REQUIRED WORK
1. Say whether each statement agrees with the Tau sculpture text: (a) The sculpture is made of steel painted black. (b) The sister piece Tau (AP) was installed at Meadowlands Park in 2006. (c) The sculpture was still on public view as of September 2025. For each, answer yes or no and quote the deciding words exactly.
2. Please quote the part of the Tau sculpture text that opens with the words containing "Tau was a public" and closes with "of South Orange.".

[TEXT PASSAGE Boundary: Start]

- Artist: Tony Smith
- Year: 1961
- Type: Steel, painted black
- Dimensions: 430 cm × 640 cm × 370 cm (168 in × 252 in × 144 in)
- Location: New York City; 40°46′4.18″N 73°57′51.96″W﻿ / ﻿40.7678278°N 73.9644333°W;
- Owner: Hunter College

= Tau (1/3) =

Sculpture by Tony Smith

Tau was a public artwork by American artist Tony Smith, located on the urban campus of Hunter College, in New York City, New York, United States. Fascinated by mathematics, biology and crystals, Smith designed Tau with geometry at its root. As of September 2025, it has been removed from public view.

==Description==
American artist Tony Smith created Tau (1/3) in 1961–62. Its title refers to the Greek letter Τ (tau), which also describes the shape of the sculpture. Intended as one of three limited editions, its sister, Tau (AP), was fabricated at Lippincott Foundry, and installed in 2006 at Meadowlands Park, in his hometown of South Orange.

[TEXT PASSAGE Boundary: End]
[DATA FOR ANALYSIS Boundary: Start]

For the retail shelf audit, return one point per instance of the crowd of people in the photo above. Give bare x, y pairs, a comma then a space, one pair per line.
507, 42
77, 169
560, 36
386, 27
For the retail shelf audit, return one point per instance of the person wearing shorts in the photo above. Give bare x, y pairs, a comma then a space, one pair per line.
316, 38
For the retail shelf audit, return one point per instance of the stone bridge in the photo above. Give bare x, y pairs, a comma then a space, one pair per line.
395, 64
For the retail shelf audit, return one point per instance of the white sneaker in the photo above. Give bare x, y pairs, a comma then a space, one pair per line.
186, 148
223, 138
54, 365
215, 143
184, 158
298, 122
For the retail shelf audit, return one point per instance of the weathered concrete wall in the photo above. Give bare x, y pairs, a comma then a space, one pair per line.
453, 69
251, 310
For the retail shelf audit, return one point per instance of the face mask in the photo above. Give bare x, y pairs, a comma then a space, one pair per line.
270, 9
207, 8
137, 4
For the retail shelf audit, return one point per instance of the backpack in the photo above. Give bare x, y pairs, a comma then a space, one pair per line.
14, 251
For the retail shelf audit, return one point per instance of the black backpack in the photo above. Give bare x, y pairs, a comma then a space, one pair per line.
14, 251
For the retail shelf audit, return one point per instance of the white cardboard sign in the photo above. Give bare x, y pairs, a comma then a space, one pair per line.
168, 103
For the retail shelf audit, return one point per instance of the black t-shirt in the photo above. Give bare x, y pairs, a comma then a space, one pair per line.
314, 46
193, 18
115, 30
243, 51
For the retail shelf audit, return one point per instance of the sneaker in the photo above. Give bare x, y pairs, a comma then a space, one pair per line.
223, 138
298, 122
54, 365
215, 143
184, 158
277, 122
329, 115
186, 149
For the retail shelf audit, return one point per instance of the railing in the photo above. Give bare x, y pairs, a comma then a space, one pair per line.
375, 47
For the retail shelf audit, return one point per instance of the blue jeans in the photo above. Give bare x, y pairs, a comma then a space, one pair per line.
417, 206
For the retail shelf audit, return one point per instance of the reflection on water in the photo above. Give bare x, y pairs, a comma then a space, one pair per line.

[DATA FOR ANALYSIS Boundary: End]

YOUR WRITTEN ANSWERS
1.
(a) Yes: "Steel, painted black"
(b) Yes: "installed in 2006 at Meadowlands Park"
(c) No: "As of September 2025, it has been removed from public view."

2.
Tau was a public artwork by American artist Tony Smith, located on the urban campus of Hunter College, in New York City, New York, United States. Fascinated by mathematics, biology and crystals, Smith designed Tau with geometry at its root. As of September 2025, it has been removed from public view.

==Description==
American artist Tony Smith created Tau (1/3) in 1961–62. Its title refers to the Greek letter Τ (tau), which also describes the shape of the sculpture. Intended as one of three limited editions, its sister, Tau (AP), was fabricated at Lippincott Foundry, and installed in 2006 at Meadowlands Park, in his hometown of South Orange.